» **Required work**
In each of the lines below, swap "Pick out" for "Point to" and keep everything else the same. Leave the pictures out.

(Dataset lines about where objects are)
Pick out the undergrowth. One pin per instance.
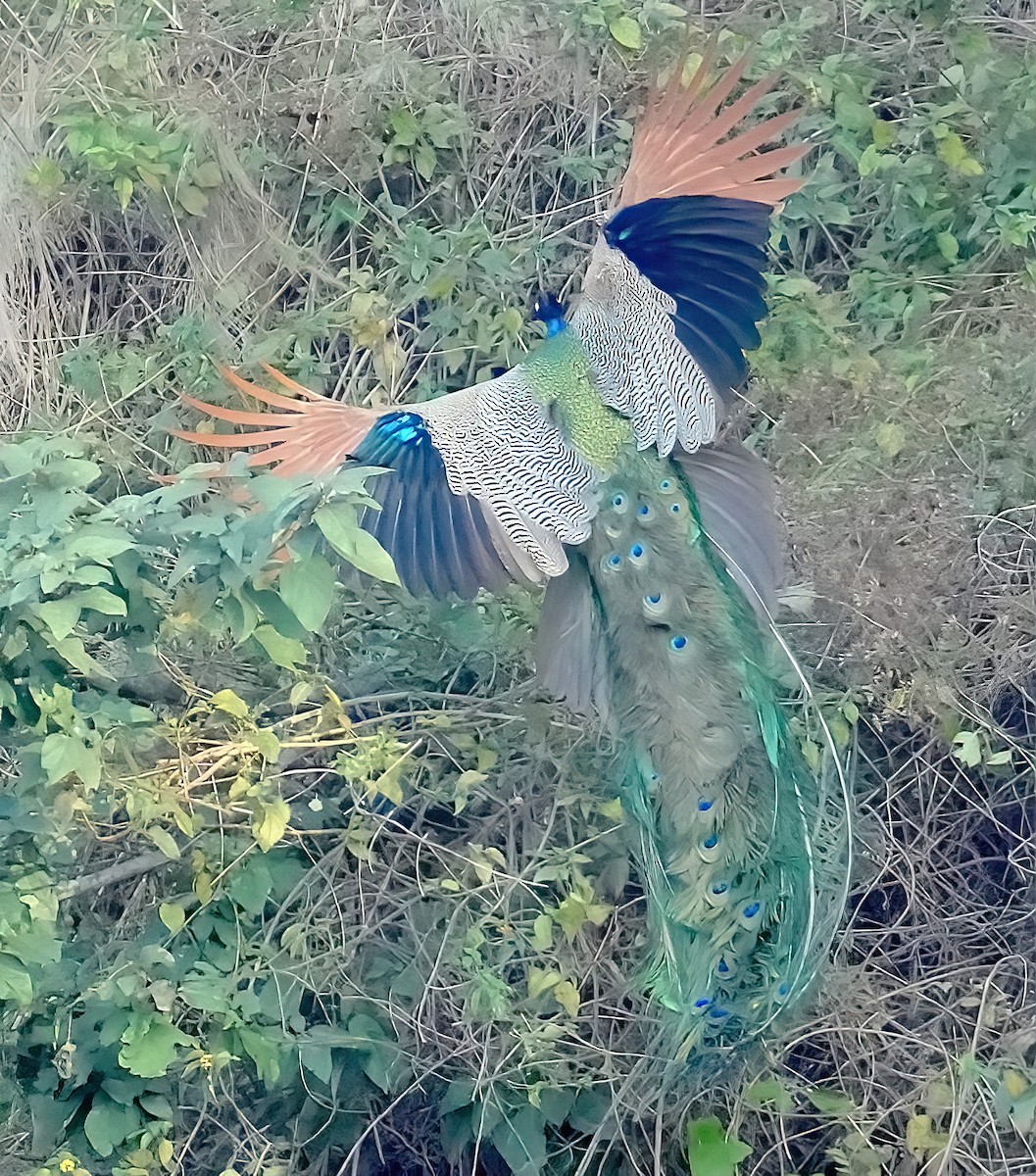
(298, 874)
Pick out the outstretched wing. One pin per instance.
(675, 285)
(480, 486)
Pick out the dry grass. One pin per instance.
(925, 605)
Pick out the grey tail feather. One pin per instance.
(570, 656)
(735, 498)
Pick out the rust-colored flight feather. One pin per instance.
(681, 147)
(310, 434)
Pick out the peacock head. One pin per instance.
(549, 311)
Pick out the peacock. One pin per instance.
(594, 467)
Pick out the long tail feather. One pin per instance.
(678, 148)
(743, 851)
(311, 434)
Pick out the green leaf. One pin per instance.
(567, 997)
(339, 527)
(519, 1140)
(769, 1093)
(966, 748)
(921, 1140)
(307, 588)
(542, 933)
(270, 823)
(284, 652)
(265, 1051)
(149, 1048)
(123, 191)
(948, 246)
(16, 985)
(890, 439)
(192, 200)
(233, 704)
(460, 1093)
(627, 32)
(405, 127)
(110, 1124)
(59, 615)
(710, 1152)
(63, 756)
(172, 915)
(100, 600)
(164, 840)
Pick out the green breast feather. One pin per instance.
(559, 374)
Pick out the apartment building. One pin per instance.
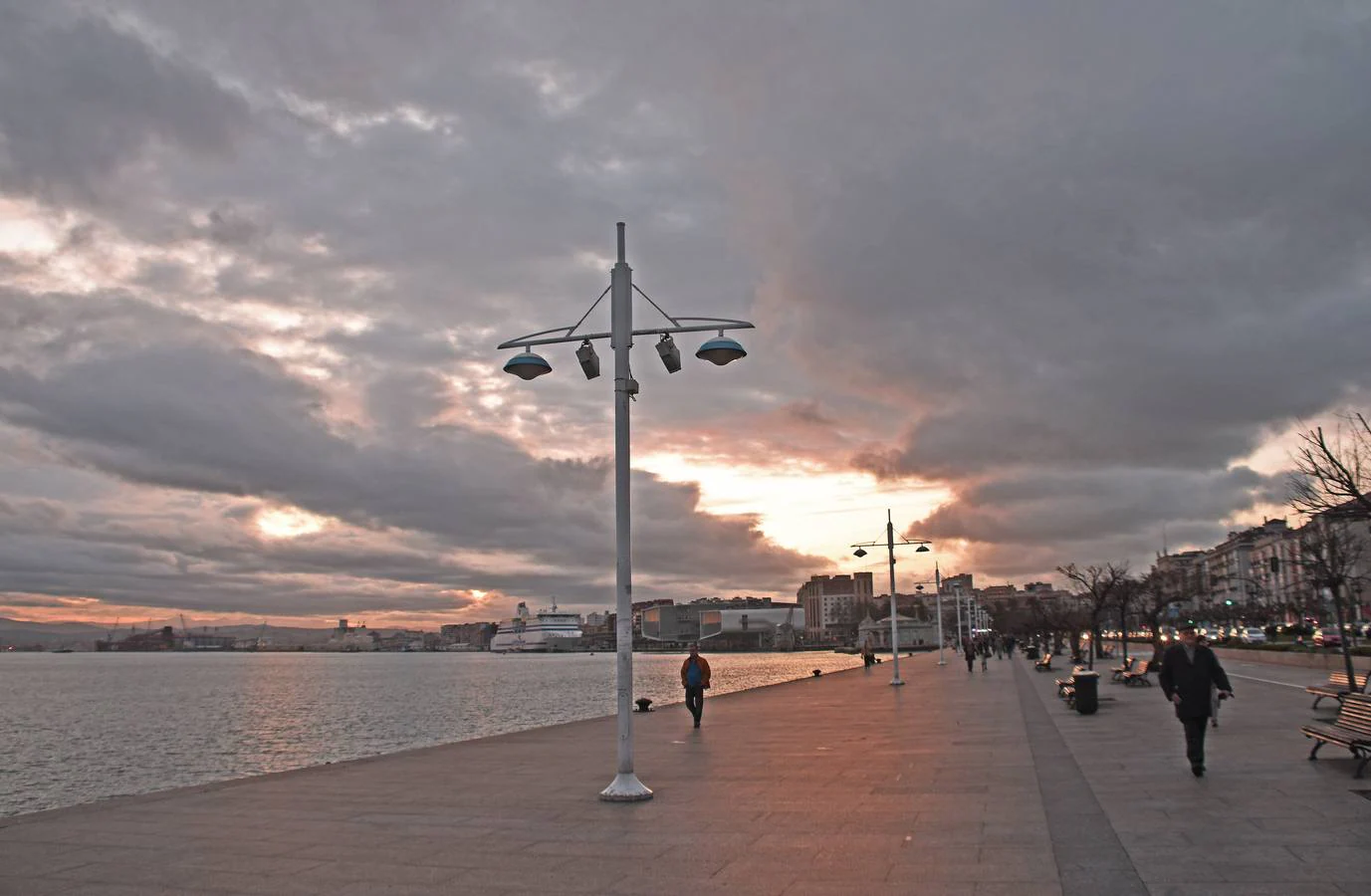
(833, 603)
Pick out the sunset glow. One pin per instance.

» **Exercise answer**
Point to the undergrowth. One pin per instance.
(298, 874)
Point to the outstretched wing. One pin per instance.
(675, 285)
(480, 486)
Point to the dry grass. One pin per instance.
(925, 605)
Point to the grey tail feather. One pin per instance.
(570, 656)
(735, 498)
Point to the rust-colored flight feather. One pin per instance.
(681, 147)
(310, 434)
Point to the peacock head. One pin per instance.
(549, 311)
Point to the peacock. One pin per instance.
(594, 467)
Point to the long tail feather. One pin per instance.
(678, 148)
(743, 851)
(311, 434)
Point to the green leaf. One pin per instance.
(567, 997)
(339, 527)
(519, 1140)
(769, 1093)
(966, 748)
(921, 1140)
(307, 588)
(542, 933)
(270, 823)
(284, 652)
(265, 1051)
(149, 1048)
(123, 191)
(948, 246)
(16, 985)
(890, 439)
(192, 200)
(233, 704)
(460, 1093)
(627, 32)
(405, 127)
(110, 1124)
(59, 615)
(710, 1152)
(63, 756)
(172, 915)
(100, 600)
(164, 840)
Point to the green breast feather. One pin per instance.
(559, 374)
Point to the apartment building. One pin per instance.
(833, 603)
Point to the sunset glow. One pin per instance.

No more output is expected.